__Provided text__
__________
Data Science and Me, a History.

Clare Dunne
5 min readMay 18, 2021

I’m a student at the Flatiron School Data Science Bootcamp. It’s a mouthful, and anyway the word ‘bootcamp’ feels weird in my mouth. No one’s asking me to climb a 20ft wall or crawl under razor wire through some freezing cold muck, or whatever they do at Barry’s.

So, inspired by Veep’s Mike McLintock, I now refer to it as ‘numbers camp’.

This blog post was supposed to be a beautiful, fun, dip-more-than-a-dive into library book data, but my internet gave up the ghost and since the dataset I wanted to work with has one hundred and seven million rows, that one’s been consigned to the drafts folder for this week.

Things that aren’t in the drafts folder are all my previous forays into data science: data analyses I did before I even knew what an EDA was.

An Early One:

This has been haunting me for the last month or so. Consider yourself my confessor. I have a recollection of deciding, aged eight or nine, that I would count the occurrences of each word in a book I was reading. So off I went, armed with… a highlighter, or just a pen? The good news is I gave up very quickly, and did not save a draft.

A Real One:

Aged 21 and in pursuit of a degree in Energy Engineering, a college classmate and I constructed a spreadsheet that can only be described as cumbersome. Its aim (ultimately successful) was to assess the feasibility of installing wave-energy converters off the west coast of Ireland. During installation the waves would have to have a maximum height and minimum period. We had 15 years of weather data in 15 minute increments, and were DELIGHTED that we had done enough work that it took over a dozen minutes for our spreadsheet of 525,600 rows to run all of its calculations. It even came equipped with macros written in VBA. NBD.

Findings here, for your perusal.

In which I even generate the dataset myself:

More college. This time I was working toward a masters in education and, horrified by the thought of writing a qualitative thesis, I felt that some data collection was in order. The result? “Gender and Mathematics: A Case Study in Rural Ireland”.

The goal was to compile a questionnaire succinct enough for 15 to 18 year olds to complete, and analyze their responses, combined with some publicly available data. My favorite finding was that accounting is the only subject available to Irish secondary school students that is not perceived as being more suitable for male or female students.

In which I only gather the data, and a dog:

A section about a Ph.D., but not mine (I don’t have one). The Dr. Dunne in question is my father, who is an Agricultural Scientist. One of his research questions involved predicting the amount of funding a farmer would receive from the European Union.
__________
Please rewrite the paragraph in the data science history post above that begins "Aged 21 and in pursuit" as a short bulleted list that keeps its main facts.
__________
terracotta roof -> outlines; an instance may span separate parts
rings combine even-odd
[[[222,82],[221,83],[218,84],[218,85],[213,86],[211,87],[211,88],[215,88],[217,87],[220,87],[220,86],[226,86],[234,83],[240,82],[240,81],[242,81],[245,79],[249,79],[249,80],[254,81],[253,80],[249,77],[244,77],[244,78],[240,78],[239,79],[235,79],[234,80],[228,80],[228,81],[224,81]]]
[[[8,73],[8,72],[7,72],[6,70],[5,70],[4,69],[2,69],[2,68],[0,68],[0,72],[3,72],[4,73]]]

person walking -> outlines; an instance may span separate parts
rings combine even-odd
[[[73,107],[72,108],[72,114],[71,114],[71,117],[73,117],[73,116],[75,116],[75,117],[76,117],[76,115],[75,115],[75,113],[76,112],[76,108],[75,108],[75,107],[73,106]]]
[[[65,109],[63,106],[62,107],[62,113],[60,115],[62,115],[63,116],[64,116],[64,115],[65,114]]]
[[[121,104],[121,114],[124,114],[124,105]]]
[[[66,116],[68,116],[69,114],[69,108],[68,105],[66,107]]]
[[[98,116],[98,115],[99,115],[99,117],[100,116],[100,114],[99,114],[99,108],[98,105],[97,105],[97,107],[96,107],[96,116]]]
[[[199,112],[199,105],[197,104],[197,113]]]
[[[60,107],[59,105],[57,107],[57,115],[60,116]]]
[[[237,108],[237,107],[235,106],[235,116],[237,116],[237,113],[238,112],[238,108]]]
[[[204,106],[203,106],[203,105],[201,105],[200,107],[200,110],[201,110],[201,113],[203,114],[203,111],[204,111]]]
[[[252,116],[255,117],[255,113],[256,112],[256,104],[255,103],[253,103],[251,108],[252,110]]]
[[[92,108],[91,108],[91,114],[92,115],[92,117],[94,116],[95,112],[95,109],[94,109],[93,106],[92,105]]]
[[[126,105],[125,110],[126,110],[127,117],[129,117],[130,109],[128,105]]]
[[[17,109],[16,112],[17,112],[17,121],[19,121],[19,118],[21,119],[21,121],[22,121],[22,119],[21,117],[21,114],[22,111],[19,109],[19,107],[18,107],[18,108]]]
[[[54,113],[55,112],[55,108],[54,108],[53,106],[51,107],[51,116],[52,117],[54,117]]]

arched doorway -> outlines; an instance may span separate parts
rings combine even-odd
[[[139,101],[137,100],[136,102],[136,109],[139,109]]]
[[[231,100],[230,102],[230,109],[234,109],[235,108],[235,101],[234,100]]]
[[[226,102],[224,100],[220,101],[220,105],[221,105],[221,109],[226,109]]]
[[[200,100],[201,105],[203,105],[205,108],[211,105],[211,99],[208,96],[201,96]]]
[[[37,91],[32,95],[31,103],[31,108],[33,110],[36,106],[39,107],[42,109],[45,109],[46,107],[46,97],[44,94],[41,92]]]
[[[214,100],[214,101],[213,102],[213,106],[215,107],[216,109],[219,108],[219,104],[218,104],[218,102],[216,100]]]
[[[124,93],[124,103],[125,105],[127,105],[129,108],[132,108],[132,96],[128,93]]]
__________
__Answer to the task__
- At 21, while studying for a degree in Energy Engineering, the writer and a college classmate built a cumbersome spreadsheet.
- Its aim, which was ultimately met, was to assess whether wave-energy converters could feasibly be installed off the west coast of Ireland.
- During installation, the waves would need to stay within a maximum height and a minimum period.
- The spreadsheet held 15 years of weather data in 15-minute increments, 525,600 rows in all.
- Running all its calculations took over a dozen minutes, and it included macros written in VBA.